**Teks Sumber:**
Meraih Atap Jawa Tengah, Gunung Slamet

12:01 Ilham Firdaus 0 Comments

Gunung Slamet

Dengan ketinggian 3248 mdpl, Gunung Slamet jadi yang tertinggi di Jawa Tengah dan ke-2 di Pulau Jawa, setelah Semeru.

Pendakian ke Gunung Slamet ini saya bareng temen dapet dari website. Saya panggil dia Bang Andi, yang berawal dari postingannya di forum Backpacker Indonesia (BPI) yang ngajak ndaki Gunung Slamet. Saya tertarik dan join dengannya.

Kali ini peralatan yang saya bawa udah diupgrade dari pendakian sebelumnya ke Ciremai meski sebagian besar warisan dari kakak saya. Kalau dulu daypack sekarang carier, dulu sepatu untuk sekolah yang akhirnya riwayatnya tamat (baca: jebol) sekarang sepatu gunung. Nggak mau deh saya nyeker lagi kayak saat di Ciremai. Tersiksa!

**Materi yang Disediakan:**
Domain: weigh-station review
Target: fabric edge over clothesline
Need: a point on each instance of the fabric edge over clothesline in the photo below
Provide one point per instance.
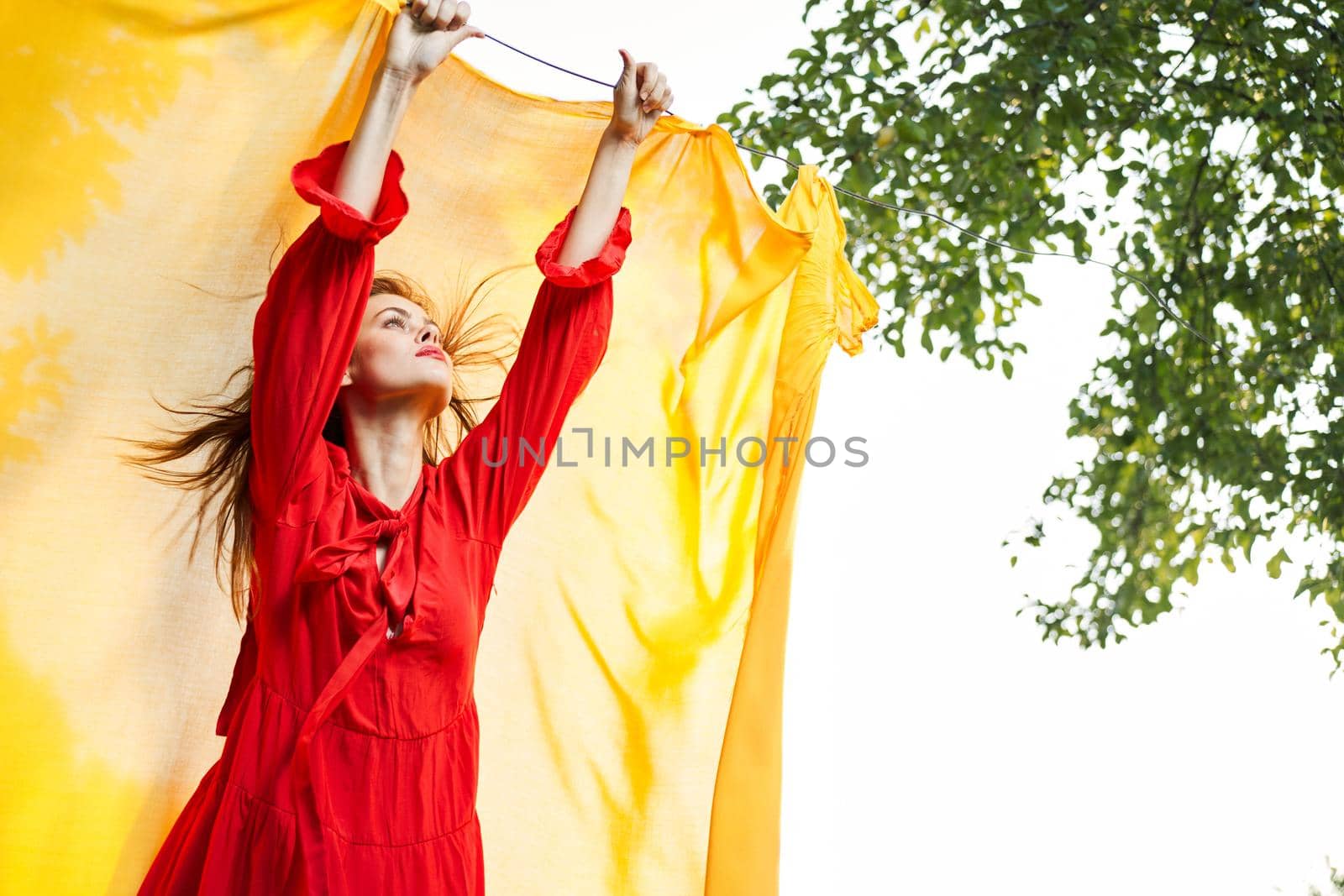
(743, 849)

---

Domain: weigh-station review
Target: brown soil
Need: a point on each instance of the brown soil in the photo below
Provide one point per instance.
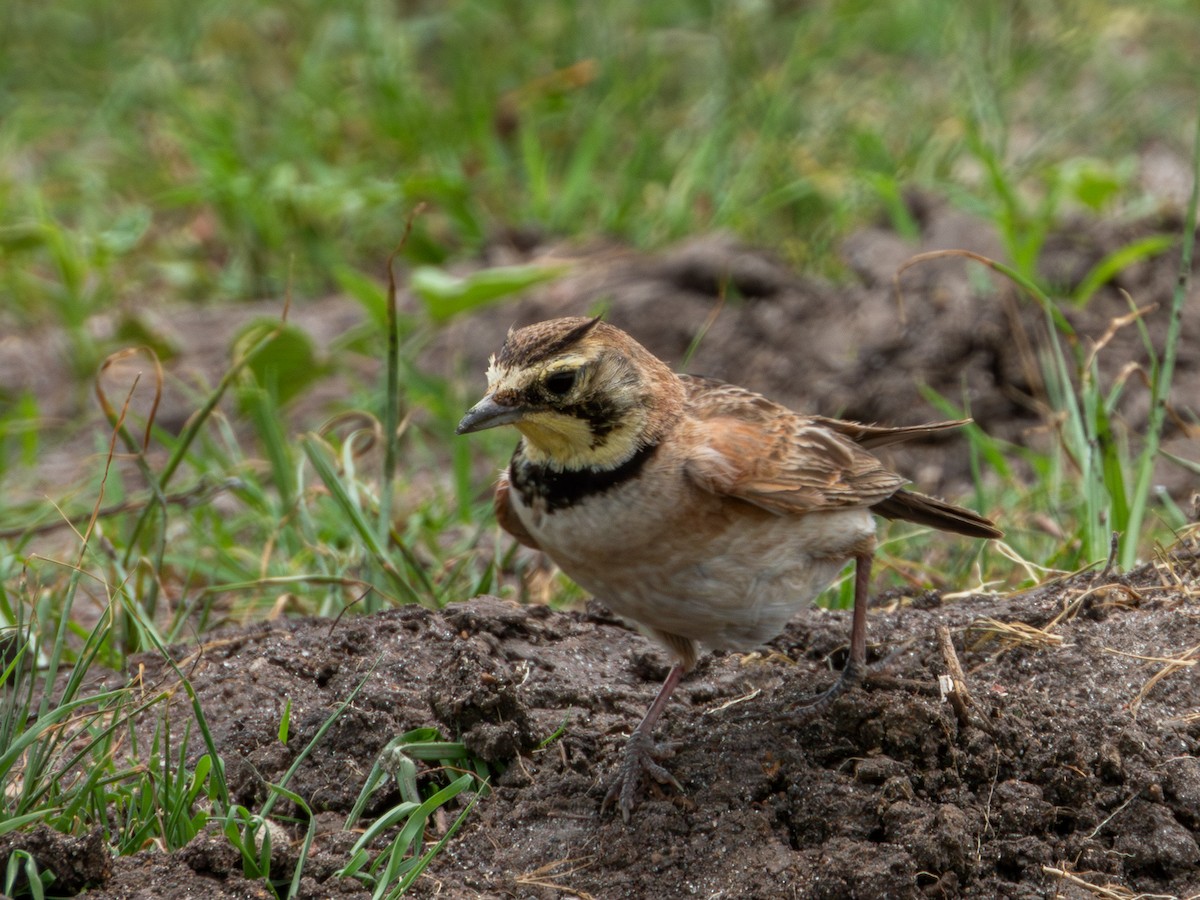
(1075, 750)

--

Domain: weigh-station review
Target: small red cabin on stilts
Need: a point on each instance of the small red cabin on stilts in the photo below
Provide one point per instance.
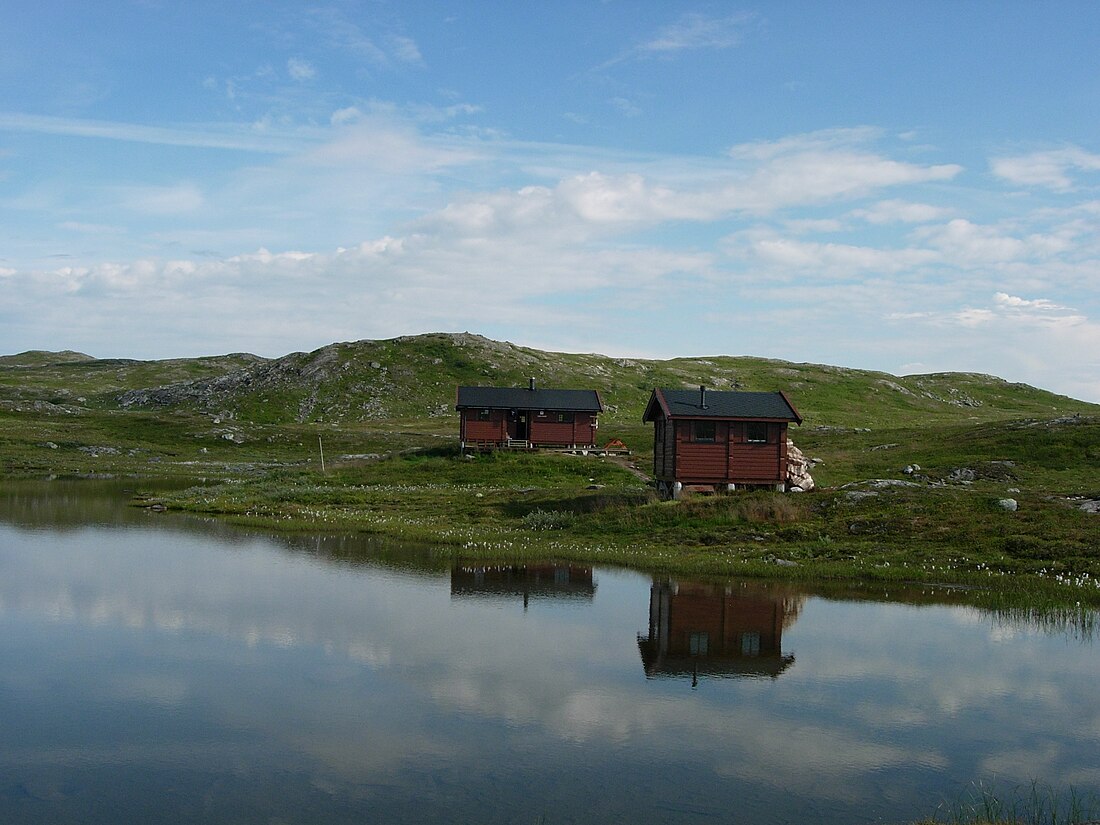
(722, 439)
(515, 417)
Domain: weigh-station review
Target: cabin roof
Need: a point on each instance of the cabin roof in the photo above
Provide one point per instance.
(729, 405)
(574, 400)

**Arahan Singkat:** Bisakah Anda menyalin persis bagian teks pendakian Gunung Slamet mulai dari "12:01 Ilham Firdaus" hingga dan termasuk "di Ciremai. Tersiksa!"?

**Jawaban Berikut:**
12:01 Ilham Firdaus 0 Comments

Gunung Slamet

Dengan ketinggian 3248 mdpl, Gunung Slamet jadi yang tertinggi di Jawa Tengah dan ke-2 di Pulau Jawa, setelah Semeru.

Pendakian ke Gunung Slamet ini saya bareng temen dapet dari website. Saya panggil dia Bang Andi, yang berawal dari postingannya di forum Backpacker Indonesia (BPI) yang ngajak ndaki Gunung Slamet. Saya tertarik dan join dengannya.

Kali ini peralatan yang saya bawa udah diupgrade dari pendakian sebelumnya ke Ciremai meski sebagian besar warisan dari kakak saya. Kalau dulu daypack sekarang carier, dulu sepatu untuk sekolah yang akhirnya riwayatnya tamat (baca: jebol) sekarang sepatu gunung. Nggak mau deh saya nyeker lagi kayak saat di Ciremai. Tersiksa!